## REQUIRED TASK
The records that follow must be reproduced in full, exactly as written.

## THE DATA
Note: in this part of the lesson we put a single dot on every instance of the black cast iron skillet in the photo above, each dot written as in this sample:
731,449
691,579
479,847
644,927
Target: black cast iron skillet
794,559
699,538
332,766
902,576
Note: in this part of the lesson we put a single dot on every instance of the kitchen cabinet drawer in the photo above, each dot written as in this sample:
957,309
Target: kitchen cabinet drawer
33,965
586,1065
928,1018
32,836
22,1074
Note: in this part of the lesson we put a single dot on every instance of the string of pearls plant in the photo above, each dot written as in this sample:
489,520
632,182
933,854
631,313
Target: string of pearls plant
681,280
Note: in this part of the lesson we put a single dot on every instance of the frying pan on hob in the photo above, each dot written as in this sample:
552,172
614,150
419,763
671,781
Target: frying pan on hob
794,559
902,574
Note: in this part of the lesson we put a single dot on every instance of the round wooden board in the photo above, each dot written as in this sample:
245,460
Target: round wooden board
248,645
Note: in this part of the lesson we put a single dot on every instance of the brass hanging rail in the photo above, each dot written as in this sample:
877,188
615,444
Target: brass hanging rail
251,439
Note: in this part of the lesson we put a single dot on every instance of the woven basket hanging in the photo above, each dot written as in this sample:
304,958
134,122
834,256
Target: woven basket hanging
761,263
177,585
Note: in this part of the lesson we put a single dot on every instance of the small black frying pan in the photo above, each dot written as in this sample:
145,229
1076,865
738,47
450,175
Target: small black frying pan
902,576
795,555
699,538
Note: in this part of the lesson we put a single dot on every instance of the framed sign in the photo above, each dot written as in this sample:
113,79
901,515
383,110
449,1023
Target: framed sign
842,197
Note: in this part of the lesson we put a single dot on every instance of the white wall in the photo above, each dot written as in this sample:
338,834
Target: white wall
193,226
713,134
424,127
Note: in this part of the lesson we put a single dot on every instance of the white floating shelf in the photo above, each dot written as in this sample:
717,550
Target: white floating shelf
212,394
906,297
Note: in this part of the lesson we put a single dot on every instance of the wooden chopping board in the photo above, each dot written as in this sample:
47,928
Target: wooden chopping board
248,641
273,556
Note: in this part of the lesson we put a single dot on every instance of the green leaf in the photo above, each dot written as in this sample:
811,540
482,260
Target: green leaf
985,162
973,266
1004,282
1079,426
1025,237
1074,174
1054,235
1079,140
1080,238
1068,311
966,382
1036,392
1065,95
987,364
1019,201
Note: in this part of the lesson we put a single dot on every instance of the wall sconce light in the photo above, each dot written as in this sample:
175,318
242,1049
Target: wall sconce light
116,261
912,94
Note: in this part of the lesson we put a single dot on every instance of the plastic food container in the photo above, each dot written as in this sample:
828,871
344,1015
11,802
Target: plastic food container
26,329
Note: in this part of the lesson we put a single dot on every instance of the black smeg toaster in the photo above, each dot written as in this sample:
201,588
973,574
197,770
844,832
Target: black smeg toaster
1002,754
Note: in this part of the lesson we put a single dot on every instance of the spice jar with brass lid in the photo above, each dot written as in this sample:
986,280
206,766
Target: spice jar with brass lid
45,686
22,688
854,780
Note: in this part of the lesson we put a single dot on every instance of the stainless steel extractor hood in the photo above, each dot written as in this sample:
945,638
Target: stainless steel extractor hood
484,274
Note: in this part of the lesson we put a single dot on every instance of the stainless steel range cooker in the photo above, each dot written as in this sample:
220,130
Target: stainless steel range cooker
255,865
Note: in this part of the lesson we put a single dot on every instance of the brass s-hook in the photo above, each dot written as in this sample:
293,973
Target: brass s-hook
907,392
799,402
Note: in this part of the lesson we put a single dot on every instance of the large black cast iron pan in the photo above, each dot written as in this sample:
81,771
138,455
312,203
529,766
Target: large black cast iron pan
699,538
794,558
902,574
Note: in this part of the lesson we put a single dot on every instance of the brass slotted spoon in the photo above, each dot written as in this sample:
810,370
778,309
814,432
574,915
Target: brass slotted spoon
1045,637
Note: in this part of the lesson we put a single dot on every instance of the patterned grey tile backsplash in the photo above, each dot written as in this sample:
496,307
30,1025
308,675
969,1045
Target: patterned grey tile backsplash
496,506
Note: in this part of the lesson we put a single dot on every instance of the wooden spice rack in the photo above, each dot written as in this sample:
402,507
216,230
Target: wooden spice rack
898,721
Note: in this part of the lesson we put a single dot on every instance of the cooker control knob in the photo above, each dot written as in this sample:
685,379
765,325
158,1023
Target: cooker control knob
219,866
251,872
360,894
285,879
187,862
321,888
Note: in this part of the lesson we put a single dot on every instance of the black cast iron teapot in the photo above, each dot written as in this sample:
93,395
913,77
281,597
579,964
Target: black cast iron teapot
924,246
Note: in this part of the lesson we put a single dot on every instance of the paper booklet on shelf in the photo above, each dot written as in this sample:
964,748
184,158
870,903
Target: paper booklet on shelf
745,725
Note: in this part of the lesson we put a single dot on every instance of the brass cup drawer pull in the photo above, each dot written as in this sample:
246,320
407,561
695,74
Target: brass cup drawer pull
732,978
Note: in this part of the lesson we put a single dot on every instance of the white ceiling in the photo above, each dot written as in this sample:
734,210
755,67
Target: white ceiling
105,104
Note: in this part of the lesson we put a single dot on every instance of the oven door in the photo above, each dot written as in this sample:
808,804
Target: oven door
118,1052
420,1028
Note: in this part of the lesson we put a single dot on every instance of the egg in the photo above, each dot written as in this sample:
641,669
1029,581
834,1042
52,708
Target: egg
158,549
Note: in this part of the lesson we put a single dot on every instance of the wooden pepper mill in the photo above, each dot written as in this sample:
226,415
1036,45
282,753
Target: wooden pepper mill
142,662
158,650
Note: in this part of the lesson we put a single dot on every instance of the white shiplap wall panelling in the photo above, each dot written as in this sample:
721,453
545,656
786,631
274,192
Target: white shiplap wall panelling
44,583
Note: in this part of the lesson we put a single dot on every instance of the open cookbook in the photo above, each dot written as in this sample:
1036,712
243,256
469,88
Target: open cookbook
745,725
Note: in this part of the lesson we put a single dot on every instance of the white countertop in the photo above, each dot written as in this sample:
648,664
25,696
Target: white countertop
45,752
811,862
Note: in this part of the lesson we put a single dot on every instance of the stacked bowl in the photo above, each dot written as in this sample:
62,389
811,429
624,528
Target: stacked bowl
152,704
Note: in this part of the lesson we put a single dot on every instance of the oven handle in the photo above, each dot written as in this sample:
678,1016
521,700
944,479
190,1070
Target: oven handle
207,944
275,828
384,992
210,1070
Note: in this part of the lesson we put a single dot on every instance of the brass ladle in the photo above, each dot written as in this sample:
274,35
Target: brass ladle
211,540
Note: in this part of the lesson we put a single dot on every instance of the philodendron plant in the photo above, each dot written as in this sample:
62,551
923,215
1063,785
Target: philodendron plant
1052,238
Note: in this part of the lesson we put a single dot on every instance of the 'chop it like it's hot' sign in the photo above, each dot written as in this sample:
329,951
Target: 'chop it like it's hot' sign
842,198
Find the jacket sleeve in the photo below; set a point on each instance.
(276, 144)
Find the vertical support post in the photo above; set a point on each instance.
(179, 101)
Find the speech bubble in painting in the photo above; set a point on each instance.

## RESULT OF THE TASK
Note: in this part of the lesson we put a single dot on every instance of the black cast iron skillet in the photo above, each dot written as in this sample:
731,449
691,579
479,847
644,927
Target: black cast iron skillet
794,559
699,538
332,766
902,576
Note: in this part of the lesson we put a single dot on every instance of the kitchen cabinet drawer in the photo above, each dot written as in this sample:
957,309
Target: kitchen cabinet drawer
33,965
586,1065
928,1018
32,836
22,1074
Note: in this part of the lesson we put a single dot on every instance of the string of pearls plant in the photo above, each dot written as in this sample:
489,520
632,182
933,854
631,313
Target: string of pearls plant
681,280
Note: in this part of the lesson we put a single dot on every instance of the frying pan on hob in the photo above, each dot written as in this sample:
552,172
614,150
419,763
671,781
Target: frying pan on hob
794,559
902,574
Note: in this part of the lesson we put a single dot on every instance of the round wooden board in the photo above, each dot written as in this sample:
245,460
Target: round wooden board
248,645
Note: in this part of the lesson we put a single dot on every instance of the brass hanging rail in the photo above, each dot written as in this sample:
877,188
615,444
Target: brass hanging rail
251,439
Note: in this part of the lesson we put a single dot on every instance of the woven basket hanging in the photo above, each dot written as in this sample:
304,958
134,122
834,256
Target: woven basket hanging
761,263
177,585
Note: in this part of the lesson we put a single dot on every instance of the small black frying pan in the photo above, each dot written as in this sample:
145,229
1076,865
738,47
450,175
Target: small black frying pan
902,576
795,555
699,538
Note: in this part of the lesson we put a single dot on every instance of the framed sign in the photo above, each dot written as in this sample:
113,79
901,515
383,110
449,1023
Target: framed sign
842,197
Note: in this part of the lesson we put a single dot on every instance of the white wall in the photo above, each dot written as in this sample:
338,834
Target: white wall
193,226
713,134
424,127
Note: in this part of the lesson we put a single dot on every instance of the white floating shelf in the photo above, each dot written as in this sample:
717,550
Target: white floating shelf
212,394
906,297
Note: in this part of the lesson we put a single dot on every instance of the wooden chopping board in the photo above, each dot written as in this sample:
47,928
Target: wooden chopping board
248,641
273,556
Note: in this part of the lesson we put a single dot on every instance of the green leaf in the photo above, each dot written as in this sample:
811,540
482,260
Target: green leaf
985,162
973,266
1004,282
1079,426
1025,237
1074,174
1054,235
1079,140
1080,238
1068,311
966,382
1036,392
1065,95
987,364
1019,201
Note: in this part of the lesson we put a single dot on every instance of the wall sconce light in the photo above, each dot written as in this sample:
175,318
242,1049
Target: wall sconce light
116,261
912,94
Note: in this part of the lesson we put a single dot on every instance of the plastic food container in the photo above, each dot written as in this sample:
828,871
344,1015
11,802
Target: plastic food container
26,329
Note: in this part of the lesson we put a single dot on every instance of the black smeg toaster in the photo above, each dot written as in this sample:
201,588
973,574
197,770
844,832
Target: black smeg toaster
1002,754
Note: in this part of the lesson we put a single dot on every instance of the spice jar with brass lid in the photo above, each dot written as in this sample:
986,280
206,766
Target: spice jar with brass lid
45,686
22,688
854,780
Note: in this part of the lesson we put a single dot on every instance of the stainless steel extractor hood in the photo above, each dot written as in this sample:
945,638
Target: stainless steel extractor hood
484,274
Note: in this part of the lesson we put a single dot on every instance of the stainless steel range cooker in the photo above, each dot written as in this sample:
220,130
Target: stainless steel range cooker
255,865
Note: in this part of the lesson we put a single dot on every instance of the brass s-hook in the photo above, each dot written as in this sample:
293,973
Target: brass s-hook
907,392
799,402
Note: in this part of the lesson we put a single dot on every instance of the large black cast iron pan in the photo above, each dot written as in this sample:
81,771
138,455
312,203
529,766
Target: large black cast iron pan
699,538
794,558
902,574
Note: in this part of the lesson we put a single dot on every instance of the brass slotted spoon in the photo above, each dot written as in this sample:
810,370
778,309
814,432
574,915
Target: brass slotted spoon
1045,637
Note: in this part of the lesson we put a single dot on every instance of the patterned grey tile backsplash in the photo above, each dot written as in this sample:
496,307
30,1025
308,675
969,1045
Target: patterned grey tile backsplash
496,506
Note: in this part of the lesson we put a single dot on every instance of the wooden spice rack in the photo above, each dot written as in this sample:
402,507
216,230
Target: wooden spice rack
898,721
Note: in this part of the lesson we put a single dot on every instance of the cooker control knob in the photo above, each dot written as in this sample:
685,379
765,325
158,1023
Target: cooker control knob
219,866
251,872
360,894
285,879
187,862
321,888
Note: in this part of the lesson we put a single dot on every instance of the black cast iron teapot in the photo above, each dot written as in this sample:
93,395
913,77
281,597
579,964
Target: black cast iron teapot
924,246
Note: in this part of the lesson we put a single dot on every instance of the paper booklet on shelf in the photo above, each dot written as in this sample:
964,748
184,158
870,903
Target: paper booklet on shelf
745,725
Note: in this part of the lesson we put a single dot on every instance of the brass cup drawer pull in the photo above, each dot written as in this sample:
246,320
407,561
695,74
Target: brass cup drawer pull
732,978
Note: in this part of the lesson we put a single dot on every instance of the white ceiling in the photo above, each dot written as in this sample:
734,210
755,67
Target: white ceiling
105,104
Note: in this part of the lesson we put a single dot on every instance of the oven door in the photo above, each dot written as in this sample:
808,804
Target: oven door
118,1052
420,1028
Note: in this part of the lesson we put a single dot on every instance of the egg in the photo above, each dot written as in this sample:
641,669
1029,581
834,1042
52,708
Target: egg
158,549
Note: in this part of the lesson we put a single dot on every instance of the wooden pepper mill in the photo above, each dot written as in this sample:
226,415
1036,45
282,753
Target: wooden pepper mill
142,662
158,650
Note: in this part of the lesson we put a single dot on every instance of the white shiplap wall panelling in the photo above, each dot written as in this sample:
721,453
545,656
786,631
274,192
Target: white shiplap wall panelling
44,583
Note: in this part of the lesson we put a single dot on every instance of the open cookbook in the photo above, each dot written as in this sample:
1036,712
243,256
469,88
Target: open cookbook
745,725
Note: in this part of the lesson we put a single dot on every instance of the white countertop in the photo above, each dot written as in this sample:
648,664
25,696
Target: white countertop
45,752
811,862
Note: in this part of the lesson we put a single dot on every instance of the stacked bowl in the photo above, each dot written as in this sample:
62,389
811,429
624,528
Target: stacked bowl
152,704
Note: in this part of the lesson we put a single dot on every instance of the oven handle in the photo above, each dot written as in this sample:
678,1016
521,700
944,479
190,1070
Target: oven handle
207,944
275,828
384,992
210,1070
Note: in this part of the lesson we put a single dot on every instance of the brass ladle in the photo above, each dot written as in this sample:
274,35
Target: brass ladle
211,540
Note: in this part of the lesson we put a single dot on every instance of the philodendron plant in the photo above, each dot written as in this sample:
62,551
923,215
1063,785
Target: philodendron plant
1052,238
Note: in this part of the lesson we put a single dot on every instance of the 'chop it like it's hot' sign in the photo above, each dot written as in this sample:
329,951
Target: 'chop it like it's hot' sign
842,198
Find the jacket sleeve in the photo below; set a point on each instance.
(276, 144)
Find the vertical support post in the photo above; set a point on each instance.
(179, 101)
Find the speech bubble in painting in the photo above; set a point on each instance.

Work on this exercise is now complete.